◆ **Petunjuk**
Salin ulang tanpa diubah bagian daftar di bawah yang dimulai dari baris berisi "Reviewer note: confirm that each instance of the white patio" sampai akhir daftar. Baris pertama dan terakhir ikut disalin.

Baris data tentang letak objek
>>

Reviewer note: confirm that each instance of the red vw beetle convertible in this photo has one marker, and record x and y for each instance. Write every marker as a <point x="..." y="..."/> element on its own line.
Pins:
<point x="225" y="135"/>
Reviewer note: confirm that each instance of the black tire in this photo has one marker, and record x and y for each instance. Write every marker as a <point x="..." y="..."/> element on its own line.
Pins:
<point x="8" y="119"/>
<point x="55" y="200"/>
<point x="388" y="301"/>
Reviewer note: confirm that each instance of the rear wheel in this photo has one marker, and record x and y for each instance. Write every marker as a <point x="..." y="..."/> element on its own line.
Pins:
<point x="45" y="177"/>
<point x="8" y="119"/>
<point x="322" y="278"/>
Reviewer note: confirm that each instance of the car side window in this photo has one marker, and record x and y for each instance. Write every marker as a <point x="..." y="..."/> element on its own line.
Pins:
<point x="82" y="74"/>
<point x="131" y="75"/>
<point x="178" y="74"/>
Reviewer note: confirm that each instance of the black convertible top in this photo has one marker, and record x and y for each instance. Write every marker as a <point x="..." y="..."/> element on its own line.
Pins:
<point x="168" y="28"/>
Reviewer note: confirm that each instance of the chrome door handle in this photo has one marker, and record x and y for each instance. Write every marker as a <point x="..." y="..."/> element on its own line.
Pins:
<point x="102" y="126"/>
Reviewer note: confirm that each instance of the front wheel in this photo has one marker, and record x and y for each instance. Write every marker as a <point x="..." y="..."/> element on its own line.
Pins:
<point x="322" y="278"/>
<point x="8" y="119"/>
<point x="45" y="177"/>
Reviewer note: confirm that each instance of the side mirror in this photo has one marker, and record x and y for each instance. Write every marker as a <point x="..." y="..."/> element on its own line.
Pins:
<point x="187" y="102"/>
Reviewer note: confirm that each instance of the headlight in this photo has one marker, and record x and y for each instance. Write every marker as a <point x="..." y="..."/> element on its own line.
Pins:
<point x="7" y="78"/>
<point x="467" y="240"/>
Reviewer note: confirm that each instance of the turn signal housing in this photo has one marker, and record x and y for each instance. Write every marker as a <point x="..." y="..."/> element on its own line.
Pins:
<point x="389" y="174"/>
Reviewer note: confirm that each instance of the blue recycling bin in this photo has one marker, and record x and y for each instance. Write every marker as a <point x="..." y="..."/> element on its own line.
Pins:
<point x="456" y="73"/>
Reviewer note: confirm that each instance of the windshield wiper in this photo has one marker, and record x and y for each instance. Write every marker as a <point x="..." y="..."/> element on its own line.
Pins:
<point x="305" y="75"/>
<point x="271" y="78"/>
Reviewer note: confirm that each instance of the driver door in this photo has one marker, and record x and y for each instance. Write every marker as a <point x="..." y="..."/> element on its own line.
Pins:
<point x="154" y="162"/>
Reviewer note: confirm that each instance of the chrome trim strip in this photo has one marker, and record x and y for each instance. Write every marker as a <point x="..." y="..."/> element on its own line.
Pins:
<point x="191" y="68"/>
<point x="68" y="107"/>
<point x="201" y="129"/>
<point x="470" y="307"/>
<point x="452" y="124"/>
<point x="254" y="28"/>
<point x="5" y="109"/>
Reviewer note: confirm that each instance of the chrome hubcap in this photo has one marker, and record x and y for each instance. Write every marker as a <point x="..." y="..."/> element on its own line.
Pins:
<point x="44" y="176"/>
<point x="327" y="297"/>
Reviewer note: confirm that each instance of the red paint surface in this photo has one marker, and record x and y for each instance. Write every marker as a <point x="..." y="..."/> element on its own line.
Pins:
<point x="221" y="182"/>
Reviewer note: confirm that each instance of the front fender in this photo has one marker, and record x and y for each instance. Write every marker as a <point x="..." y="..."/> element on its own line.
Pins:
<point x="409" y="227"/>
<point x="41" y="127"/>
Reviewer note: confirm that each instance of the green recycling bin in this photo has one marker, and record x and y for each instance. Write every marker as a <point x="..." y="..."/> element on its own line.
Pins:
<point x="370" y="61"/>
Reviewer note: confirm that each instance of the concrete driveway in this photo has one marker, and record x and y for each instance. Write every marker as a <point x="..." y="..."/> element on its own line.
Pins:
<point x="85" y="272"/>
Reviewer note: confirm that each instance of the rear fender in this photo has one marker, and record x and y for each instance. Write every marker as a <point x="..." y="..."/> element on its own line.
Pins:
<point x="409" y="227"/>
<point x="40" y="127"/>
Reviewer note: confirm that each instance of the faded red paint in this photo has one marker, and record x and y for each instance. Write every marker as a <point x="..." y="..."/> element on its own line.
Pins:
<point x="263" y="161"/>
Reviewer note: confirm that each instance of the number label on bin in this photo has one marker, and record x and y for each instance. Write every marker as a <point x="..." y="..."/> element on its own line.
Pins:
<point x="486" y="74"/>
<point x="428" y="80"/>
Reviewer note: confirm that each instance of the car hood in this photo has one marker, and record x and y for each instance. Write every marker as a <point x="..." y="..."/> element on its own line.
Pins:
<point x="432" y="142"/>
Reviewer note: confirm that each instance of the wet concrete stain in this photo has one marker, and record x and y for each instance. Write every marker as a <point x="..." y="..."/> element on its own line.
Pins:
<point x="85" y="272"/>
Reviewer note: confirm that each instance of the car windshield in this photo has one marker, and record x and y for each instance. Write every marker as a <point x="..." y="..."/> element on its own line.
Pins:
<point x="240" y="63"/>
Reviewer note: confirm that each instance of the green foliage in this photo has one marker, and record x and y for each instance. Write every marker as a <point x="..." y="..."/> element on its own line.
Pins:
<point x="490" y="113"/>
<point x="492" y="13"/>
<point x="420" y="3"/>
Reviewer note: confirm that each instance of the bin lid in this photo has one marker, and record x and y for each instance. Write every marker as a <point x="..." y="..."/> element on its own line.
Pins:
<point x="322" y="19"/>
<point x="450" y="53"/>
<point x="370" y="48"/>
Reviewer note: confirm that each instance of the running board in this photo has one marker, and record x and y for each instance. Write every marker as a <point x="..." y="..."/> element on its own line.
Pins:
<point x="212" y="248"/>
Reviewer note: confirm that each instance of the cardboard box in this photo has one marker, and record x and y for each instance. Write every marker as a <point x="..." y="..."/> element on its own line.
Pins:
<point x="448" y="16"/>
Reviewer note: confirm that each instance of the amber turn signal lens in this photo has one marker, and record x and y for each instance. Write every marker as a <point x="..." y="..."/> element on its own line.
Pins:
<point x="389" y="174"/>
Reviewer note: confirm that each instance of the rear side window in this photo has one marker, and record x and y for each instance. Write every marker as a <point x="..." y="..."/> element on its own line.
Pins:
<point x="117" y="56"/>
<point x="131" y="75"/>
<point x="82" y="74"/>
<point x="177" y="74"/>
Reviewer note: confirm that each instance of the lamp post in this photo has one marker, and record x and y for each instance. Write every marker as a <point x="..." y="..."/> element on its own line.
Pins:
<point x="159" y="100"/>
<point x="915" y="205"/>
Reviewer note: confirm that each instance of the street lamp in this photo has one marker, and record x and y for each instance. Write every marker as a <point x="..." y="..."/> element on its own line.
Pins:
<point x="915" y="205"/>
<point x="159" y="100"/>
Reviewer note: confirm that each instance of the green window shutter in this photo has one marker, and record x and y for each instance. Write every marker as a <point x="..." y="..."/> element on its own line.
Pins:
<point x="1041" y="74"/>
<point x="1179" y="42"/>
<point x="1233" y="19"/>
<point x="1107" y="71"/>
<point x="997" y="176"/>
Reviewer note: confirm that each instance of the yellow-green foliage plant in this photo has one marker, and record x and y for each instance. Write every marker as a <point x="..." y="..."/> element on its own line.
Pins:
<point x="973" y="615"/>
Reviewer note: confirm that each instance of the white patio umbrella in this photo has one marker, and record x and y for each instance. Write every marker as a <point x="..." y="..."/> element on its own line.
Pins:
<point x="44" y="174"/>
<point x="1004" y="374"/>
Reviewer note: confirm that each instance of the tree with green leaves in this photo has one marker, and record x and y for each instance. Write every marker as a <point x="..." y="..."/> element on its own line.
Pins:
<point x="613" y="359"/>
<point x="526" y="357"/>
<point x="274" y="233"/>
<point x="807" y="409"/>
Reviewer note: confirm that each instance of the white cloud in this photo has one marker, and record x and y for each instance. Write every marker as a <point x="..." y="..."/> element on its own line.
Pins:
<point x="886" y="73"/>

<<

◆ **Jawaban**
Reviewer note: confirm that each instance of the white patio umbrella in this photo has one marker, and record x and y for each instance. Write every marker as a <point x="..." y="..."/> element on its own line.
Pins:
<point x="44" y="174"/>
<point x="1004" y="374"/>
Reviewer note: confirm that each instance of the tree with green leaves in this photo has one marker, and record x and y for each instance. Write every marker as a <point x="..." y="..."/> element on its own line.
Pins:
<point x="613" y="359"/>
<point x="526" y="357"/>
<point x="274" y="233"/>
<point x="807" y="409"/>
Reviewer note: confirm that each instance of the white cloud in this photo has one marker, and record x and y for each instance. Write every marker as a <point x="..." y="..."/> element on its own line.
Pins:
<point x="886" y="73"/>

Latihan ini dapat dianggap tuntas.